存在payload的场合,会接着根据pid类型判断包的类型,有PAT,PMT,PES,以及resolved。
if (adaption_field_control == SrsTsAdaptationFieldTypePayloadOnly || adaption_field_control == SrsTsAdaptationFieldTypeBoth)下面是pid类型定义的枚举
enum SrsTsPid
{
// Program Association Table(see Table 2-25).
SrsTsPidPAT = 0x00,
// Conditional Access Table (see Table 2-27).
SrsTsPidCAT = 0x01,
// Transport Stream Description Table
SrsTsPidTSDT = 0x02,
// Reserved
SrsTsPidReservedStart = 0x03,
SrsTsPidReservedEnd = 0x0f,
// May be assigned as network_PID, Program_map_PID, elementary_PID, or for other purposes
SrsTsPidAppStart = 0x10,
SrsTsPidappend = 0x1ffe,
// null packets (see Table 2-3)
SrsTsPidNULL = 0x01FFF,
};PID program id
节目标示符,一个13位的无符号整数。作用如下表描述。

集合中存储的条目:

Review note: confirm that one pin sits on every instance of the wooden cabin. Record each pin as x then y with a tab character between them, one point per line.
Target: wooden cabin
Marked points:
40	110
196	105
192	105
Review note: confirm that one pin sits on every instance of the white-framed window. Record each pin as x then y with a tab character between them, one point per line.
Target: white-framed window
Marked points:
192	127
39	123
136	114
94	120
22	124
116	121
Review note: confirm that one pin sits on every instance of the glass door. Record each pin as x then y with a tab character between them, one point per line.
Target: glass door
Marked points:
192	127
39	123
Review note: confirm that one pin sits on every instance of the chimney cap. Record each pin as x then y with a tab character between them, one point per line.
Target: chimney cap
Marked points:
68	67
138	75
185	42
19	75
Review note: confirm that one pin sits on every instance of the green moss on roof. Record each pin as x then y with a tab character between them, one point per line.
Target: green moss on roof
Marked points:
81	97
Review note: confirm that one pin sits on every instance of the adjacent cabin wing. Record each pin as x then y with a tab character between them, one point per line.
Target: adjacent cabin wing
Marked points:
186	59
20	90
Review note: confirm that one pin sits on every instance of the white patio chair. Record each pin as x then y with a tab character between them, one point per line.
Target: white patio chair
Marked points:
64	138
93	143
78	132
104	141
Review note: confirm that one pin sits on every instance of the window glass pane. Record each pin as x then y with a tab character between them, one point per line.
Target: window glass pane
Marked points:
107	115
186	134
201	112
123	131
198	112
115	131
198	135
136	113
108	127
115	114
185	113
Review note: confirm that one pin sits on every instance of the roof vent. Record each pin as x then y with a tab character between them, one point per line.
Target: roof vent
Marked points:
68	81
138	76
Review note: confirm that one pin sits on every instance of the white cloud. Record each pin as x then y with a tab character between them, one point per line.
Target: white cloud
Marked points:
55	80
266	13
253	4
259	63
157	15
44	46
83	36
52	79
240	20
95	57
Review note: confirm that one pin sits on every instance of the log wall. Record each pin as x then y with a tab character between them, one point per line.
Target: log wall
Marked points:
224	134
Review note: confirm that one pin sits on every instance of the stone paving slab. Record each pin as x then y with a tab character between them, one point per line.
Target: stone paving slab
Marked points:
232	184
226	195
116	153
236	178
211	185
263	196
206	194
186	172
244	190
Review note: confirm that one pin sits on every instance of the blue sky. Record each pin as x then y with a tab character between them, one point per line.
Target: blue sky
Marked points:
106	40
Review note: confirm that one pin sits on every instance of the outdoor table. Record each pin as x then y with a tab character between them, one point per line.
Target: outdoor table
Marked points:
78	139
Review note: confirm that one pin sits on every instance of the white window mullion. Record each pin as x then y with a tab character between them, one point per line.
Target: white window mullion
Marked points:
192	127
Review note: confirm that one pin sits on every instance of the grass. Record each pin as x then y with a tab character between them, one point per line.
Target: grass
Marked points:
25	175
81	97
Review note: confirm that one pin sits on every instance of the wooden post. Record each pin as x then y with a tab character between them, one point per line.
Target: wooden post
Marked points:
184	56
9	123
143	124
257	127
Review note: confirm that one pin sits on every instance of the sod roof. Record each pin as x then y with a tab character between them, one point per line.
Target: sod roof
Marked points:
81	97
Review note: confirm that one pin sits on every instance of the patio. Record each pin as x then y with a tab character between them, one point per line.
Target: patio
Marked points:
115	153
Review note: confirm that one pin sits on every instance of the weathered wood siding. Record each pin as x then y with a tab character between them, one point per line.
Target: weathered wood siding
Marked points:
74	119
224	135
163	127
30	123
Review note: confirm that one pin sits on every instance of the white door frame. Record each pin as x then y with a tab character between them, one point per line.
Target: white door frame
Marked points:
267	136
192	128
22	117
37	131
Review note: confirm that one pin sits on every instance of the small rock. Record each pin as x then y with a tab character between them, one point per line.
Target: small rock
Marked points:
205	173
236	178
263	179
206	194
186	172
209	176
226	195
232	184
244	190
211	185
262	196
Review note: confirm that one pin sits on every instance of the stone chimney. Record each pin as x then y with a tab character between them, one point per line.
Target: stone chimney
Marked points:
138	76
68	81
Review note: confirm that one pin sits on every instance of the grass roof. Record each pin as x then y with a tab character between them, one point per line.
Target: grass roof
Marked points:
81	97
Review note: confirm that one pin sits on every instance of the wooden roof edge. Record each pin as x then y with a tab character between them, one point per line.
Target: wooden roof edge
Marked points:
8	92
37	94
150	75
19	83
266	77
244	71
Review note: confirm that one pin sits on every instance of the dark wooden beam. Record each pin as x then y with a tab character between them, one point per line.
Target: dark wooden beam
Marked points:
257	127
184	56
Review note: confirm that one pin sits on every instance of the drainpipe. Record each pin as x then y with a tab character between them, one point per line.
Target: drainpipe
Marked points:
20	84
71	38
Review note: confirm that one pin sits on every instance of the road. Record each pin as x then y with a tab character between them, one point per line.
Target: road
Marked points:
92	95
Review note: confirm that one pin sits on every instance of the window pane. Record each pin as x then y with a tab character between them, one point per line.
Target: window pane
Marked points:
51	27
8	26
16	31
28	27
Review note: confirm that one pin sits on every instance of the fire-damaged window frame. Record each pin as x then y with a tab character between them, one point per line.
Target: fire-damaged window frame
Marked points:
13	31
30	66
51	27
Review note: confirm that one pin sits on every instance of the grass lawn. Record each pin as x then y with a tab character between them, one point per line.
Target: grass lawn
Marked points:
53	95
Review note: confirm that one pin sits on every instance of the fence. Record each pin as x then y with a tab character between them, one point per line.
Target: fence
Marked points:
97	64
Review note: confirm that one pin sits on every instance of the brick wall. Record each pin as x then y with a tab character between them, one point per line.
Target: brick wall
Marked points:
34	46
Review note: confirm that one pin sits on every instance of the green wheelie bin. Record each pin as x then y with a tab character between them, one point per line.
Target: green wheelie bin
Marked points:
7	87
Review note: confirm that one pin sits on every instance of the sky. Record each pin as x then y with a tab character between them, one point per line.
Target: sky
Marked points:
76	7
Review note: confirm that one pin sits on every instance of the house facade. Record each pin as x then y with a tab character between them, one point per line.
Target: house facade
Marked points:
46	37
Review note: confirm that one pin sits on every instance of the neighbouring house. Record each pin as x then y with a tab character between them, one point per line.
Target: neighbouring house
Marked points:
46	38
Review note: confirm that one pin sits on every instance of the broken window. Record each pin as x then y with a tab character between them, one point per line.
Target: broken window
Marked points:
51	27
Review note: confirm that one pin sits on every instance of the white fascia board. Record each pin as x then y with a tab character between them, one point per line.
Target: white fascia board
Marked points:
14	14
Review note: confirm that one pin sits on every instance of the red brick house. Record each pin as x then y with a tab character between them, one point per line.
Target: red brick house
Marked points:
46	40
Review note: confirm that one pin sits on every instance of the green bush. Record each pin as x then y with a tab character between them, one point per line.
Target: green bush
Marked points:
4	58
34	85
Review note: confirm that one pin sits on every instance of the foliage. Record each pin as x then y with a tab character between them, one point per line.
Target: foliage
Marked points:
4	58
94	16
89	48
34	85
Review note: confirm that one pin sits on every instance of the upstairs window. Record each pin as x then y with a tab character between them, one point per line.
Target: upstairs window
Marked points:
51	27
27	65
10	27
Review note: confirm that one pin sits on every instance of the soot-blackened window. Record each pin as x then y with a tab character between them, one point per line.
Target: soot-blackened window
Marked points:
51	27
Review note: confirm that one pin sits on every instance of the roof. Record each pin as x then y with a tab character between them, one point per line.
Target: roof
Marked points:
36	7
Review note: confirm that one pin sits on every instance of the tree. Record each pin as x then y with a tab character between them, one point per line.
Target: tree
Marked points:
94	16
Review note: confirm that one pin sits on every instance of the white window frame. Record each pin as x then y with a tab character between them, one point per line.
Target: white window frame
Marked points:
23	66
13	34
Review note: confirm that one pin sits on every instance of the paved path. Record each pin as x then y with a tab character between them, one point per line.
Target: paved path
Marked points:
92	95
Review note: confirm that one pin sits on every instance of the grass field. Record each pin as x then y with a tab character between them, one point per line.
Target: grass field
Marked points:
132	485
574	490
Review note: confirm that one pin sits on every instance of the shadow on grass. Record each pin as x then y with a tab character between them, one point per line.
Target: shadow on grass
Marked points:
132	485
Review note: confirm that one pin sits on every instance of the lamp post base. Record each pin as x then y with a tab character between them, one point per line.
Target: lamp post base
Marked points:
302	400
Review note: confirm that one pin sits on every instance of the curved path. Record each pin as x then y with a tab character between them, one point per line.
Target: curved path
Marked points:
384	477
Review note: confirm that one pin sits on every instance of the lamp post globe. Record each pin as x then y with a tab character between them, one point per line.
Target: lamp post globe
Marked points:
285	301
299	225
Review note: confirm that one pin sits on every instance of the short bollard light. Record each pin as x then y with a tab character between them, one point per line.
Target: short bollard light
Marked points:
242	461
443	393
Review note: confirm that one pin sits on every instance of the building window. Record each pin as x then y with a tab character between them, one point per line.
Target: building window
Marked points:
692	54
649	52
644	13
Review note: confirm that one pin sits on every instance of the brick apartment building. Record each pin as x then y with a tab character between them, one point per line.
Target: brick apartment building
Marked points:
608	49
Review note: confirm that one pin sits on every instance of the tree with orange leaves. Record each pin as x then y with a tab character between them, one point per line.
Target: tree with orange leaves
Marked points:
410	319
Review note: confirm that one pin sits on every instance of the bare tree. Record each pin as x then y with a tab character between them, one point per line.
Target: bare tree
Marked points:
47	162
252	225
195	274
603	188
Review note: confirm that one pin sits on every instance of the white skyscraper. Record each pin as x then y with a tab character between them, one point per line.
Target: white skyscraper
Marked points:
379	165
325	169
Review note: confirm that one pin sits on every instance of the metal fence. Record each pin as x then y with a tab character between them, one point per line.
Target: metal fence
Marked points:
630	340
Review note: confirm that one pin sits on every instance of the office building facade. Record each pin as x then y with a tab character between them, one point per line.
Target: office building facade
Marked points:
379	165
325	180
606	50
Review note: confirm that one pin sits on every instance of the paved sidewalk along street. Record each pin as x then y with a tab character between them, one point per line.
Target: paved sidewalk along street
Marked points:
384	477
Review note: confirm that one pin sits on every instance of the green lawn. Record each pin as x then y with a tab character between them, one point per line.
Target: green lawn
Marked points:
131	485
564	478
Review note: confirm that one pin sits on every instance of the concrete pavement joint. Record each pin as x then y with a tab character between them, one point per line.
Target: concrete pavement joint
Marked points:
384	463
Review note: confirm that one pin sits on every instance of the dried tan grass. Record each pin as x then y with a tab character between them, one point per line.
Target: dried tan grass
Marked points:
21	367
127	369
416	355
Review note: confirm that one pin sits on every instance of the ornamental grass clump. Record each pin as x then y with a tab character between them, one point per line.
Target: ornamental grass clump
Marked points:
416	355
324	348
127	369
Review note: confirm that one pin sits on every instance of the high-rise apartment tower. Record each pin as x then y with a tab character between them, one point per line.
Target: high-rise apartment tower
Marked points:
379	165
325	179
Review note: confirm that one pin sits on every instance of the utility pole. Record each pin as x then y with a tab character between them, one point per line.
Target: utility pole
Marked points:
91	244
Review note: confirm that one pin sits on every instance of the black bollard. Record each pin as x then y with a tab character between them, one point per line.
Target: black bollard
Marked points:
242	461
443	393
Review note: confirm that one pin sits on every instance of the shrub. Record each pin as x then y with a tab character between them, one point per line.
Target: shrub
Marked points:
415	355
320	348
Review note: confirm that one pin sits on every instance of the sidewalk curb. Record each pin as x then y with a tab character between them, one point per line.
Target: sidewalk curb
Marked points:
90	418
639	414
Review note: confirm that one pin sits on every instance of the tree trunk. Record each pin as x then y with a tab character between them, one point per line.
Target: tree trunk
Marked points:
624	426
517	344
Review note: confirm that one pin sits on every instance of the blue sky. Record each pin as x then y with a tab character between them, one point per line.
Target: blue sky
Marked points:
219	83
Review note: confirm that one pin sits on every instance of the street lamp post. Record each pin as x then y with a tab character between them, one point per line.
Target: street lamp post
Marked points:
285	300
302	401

### [任务要求]
- 1) 根据这段TS包PID解析摘录回答:
(a) 存在payload时,依据什么判断包的类型?
(b) 枚举中SrsTsPidCAT的取值是多少?
(c) PID是几位的无符号整数?
- 2) 照原样重抄TS包PID解析摘录中的一段,从含有“存在payload的场合,会”的地方开始,抄到“(see Table 2-27).”为止。
- 3) 接着TS包PID解析这段摘录的结尾往下续写。
这些条目与此处内容无关。

### [逐题答案]
- 1)
(a) 依据pid类型。
(b) 0x01。
(c) 13位。

- 2)
存在payload的场合,会接着根据pid类型判断包的类型,有PAT,PMT,PES,以及resolved。
if (adaption_field_control == SrsTsAdaptationFieldTypePayloadOnly || adaption_field_control == SrsTsAdaptationFieldTypeBoth)下面是pid类型定义的枚举
enum SrsTsPid
{
// Program Association Table(see Table 2-25).
SrsTsPidPAT = 0x00,
// Conditional Access Table (see Table 2-27).

- 3)
3.PAT包的处理,PAT包的pid为0x00
PAT表中定义的字段说明如下
unsigned table_id : 8; //固定为0x00 ,标志是该表是PAT
unsigned section_syntax_indicator : 1; //段语法标志位,固定为1
unsigned zero : 1; //0
unsigned reserved_1 : 2; // 保留位
unsigned section_length : 12; //表示这个字节后面有用的字节数,包括CRC32
unsigned transport_stream_id : 16; //该传输流的ID,区别于一个网络中其它多路复用的流
unsigned reserved_2 : 2;// 保留位
unsigned version_number : 5; //范围0-31,表示PAT的版本号
unsigned current_next_indicator : 1; //发送的PAT是当前有效还是下一个PAT有效
unsigned section_number : 8; //分段的号码。PAT可能分为多段传输,第一段为00,以后每个分段加1,最多可能有256个分段
unsigned last_section_number : 8; //最后一个分段的号码
std::vector<TS_PAT_Program> program;
unsigned reserved_3 : 3; // 保留位
unsigned network_PID : 13; //网络信息表(NIT)的PID,节目号为0时对应的PID为network_PID
unsigned CRC_32 : 32; //CRC32校验码
解析PAT包对应的类为SrsTsPayloadPAT,该类继承自SrsTsPayloadPSI
class SrsTsPayloadPAT : public SrsTsPayloadPSI
{
public:
// 2B
/**
* This is a 16-bit field which serves as a label to identify this Transport Stream from any other
* multiplex within a network. Its value is defined by the user.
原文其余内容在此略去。